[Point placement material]
* Start *

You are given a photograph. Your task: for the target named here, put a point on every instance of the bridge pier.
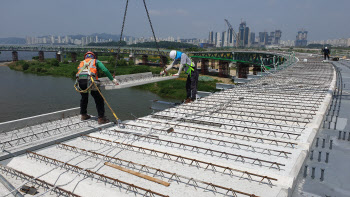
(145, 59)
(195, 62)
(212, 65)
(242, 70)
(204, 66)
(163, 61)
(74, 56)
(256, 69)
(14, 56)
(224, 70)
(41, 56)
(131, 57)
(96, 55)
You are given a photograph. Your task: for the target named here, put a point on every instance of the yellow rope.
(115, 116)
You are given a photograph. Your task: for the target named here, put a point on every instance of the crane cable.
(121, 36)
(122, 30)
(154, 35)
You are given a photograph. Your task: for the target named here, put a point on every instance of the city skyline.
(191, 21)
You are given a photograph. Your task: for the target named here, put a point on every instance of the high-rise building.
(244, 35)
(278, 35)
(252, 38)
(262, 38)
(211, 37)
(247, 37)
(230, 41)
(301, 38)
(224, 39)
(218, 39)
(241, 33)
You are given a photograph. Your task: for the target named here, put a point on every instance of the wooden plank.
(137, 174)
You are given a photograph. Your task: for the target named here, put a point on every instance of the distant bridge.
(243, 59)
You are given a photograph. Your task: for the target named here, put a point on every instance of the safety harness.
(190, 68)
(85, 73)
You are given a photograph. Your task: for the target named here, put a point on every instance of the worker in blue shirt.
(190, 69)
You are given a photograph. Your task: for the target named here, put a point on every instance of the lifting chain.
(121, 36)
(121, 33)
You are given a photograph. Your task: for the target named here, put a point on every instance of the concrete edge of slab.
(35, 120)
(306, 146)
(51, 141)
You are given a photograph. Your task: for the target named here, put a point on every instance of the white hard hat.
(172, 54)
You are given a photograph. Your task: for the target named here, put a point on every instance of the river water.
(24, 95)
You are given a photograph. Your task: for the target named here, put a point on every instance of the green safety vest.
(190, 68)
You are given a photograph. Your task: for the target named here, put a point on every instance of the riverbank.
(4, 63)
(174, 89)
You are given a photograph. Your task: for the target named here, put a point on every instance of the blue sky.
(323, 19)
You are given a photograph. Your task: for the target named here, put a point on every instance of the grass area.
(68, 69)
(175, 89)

* End *

* [Problem to work on] Rewrite all of the material above with "put a point on" changed to "place a marker on" and everything else left as it is. Omit the pictures from your answer.

* [Written solution]
You are given a photograph. Your task: for the target named here, place a marker on every instance of the bridge pier.
(145, 59)
(195, 62)
(212, 65)
(242, 70)
(204, 66)
(163, 61)
(74, 56)
(256, 69)
(14, 56)
(224, 70)
(41, 56)
(131, 57)
(96, 55)
You are given a photograph. Your task: for the target named here, place a marker on every instance of the yellow rope.
(115, 116)
You are given a photograph. Your task: for the target named here, place a marker on every instance of the crane cable.
(121, 36)
(122, 30)
(154, 35)
You are given a photograph. Your task: for the target named here, place a marker on every instance of the city skyline.
(191, 21)
You are given a photograph. Your task: for the target named here, place a marker on every instance of the high-rise building.
(244, 35)
(278, 35)
(252, 38)
(262, 38)
(211, 37)
(247, 37)
(230, 41)
(301, 38)
(224, 39)
(218, 39)
(241, 33)
You are given a photograph. Your task: for the target named here, place a marker on every instance of the wooden plank.
(137, 174)
You are given a photograph. Your task: for the target named here, place a marker on every instance of the distant bridge.
(243, 59)
You are given a photograph. Your task: for the target named here, place a marker on every instance of the safety harness.
(190, 68)
(85, 73)
You are given a photograph. Your task: for the target named here, place a marker on every instance of the worker in blue shirt.
(190, 69)
You are given a photograph. Your task: for the target named here, place a marker on every instance of the lifting chain.
(121, 36)
(121, 33)
You are given a photograph. Your task: for the target named here, place a marker on every instance of the concrete edge of slab.
(35, 120)
(306, 146)
(51, 141)
You are given a photograph. Your task: for the target named here, place a marker on every instance of the white hard hat.
(172, 54)
You are given a photograph. Your task: for the target named here, place a marker on every instance of the river water.
(24, 95)
You are given a photograph. Your task: for the target named here, place a marker on every instance of the green safety vest.
(190, 68)
You are given a photograph. Your task: for the target named here, place a marker on every instance of the riverbank.
(4, 63)
(174, 89)
You are given a photograph. Your task: for the target named here, place a marker on every instance of the blue sky.
(323, 19)
You are given a photograph. Your task: for the target named here, place a marker on every instance of the grass area.
(68, 69)
(175, 89)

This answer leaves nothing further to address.